=== PROBLEM TO WORK ON ===
Reproduce the lines below word for word.

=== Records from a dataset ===
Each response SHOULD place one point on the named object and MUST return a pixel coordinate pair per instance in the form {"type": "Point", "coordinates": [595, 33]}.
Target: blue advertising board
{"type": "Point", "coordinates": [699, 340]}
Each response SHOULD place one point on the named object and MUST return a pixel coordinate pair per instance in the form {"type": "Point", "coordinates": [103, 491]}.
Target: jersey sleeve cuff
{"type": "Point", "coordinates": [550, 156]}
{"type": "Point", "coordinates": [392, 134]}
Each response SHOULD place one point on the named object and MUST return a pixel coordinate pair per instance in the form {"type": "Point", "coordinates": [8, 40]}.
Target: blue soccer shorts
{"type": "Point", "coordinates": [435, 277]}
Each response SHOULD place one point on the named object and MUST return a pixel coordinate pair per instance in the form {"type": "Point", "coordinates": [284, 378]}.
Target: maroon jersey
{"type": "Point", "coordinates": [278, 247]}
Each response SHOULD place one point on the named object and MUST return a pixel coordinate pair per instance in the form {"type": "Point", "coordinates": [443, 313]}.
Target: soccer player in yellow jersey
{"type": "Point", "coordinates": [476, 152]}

=== EXPECTED ANSWER ===
Each response SHOULD place one point on the named object and MUST return a pixel coordinate pair per instance in the form {"type": "Point", "coordinates": [595, 33]}.
Target: blue advertising board
{"type": "Point", "coordinates": [699, 340]}
Each response SHOULD place one point on the named object and MUST return a pixel coordinate pair per instance in the form {"type": "Point", "coordinates": [103, 491]}.
Target: jersey sleeve cuff
{"type": "Point", "coordinates": [550, 156]}
{"type": "Point", "coordinates": [392, 134]}
Each response SHOULD place one point on the named object and MUST return a pixel coordinate pair per instance in the form {"type": "Point", "coordinates": [8, 40]}.
Target: blue soccer shorts
{"type": "Point", "coordinates": [435, 277]}
Each response SHOULD place one point on the named object and MUST return a pixel coordinate pair per instance in the form {"type": "Point", "coordinates": [284, 378]}.
Target: maroon jersey
{"type": "Point", "coordinates": [278, 247]}
Each response SHOULD place one point on the named object and MUST return a pixel coordinate pair per instance in the form {"type": "Point", "coordinates": [443, 313]}.
Target: soccer player in yellow jersey
{"type": "Point", "coordinates": [476, 152]}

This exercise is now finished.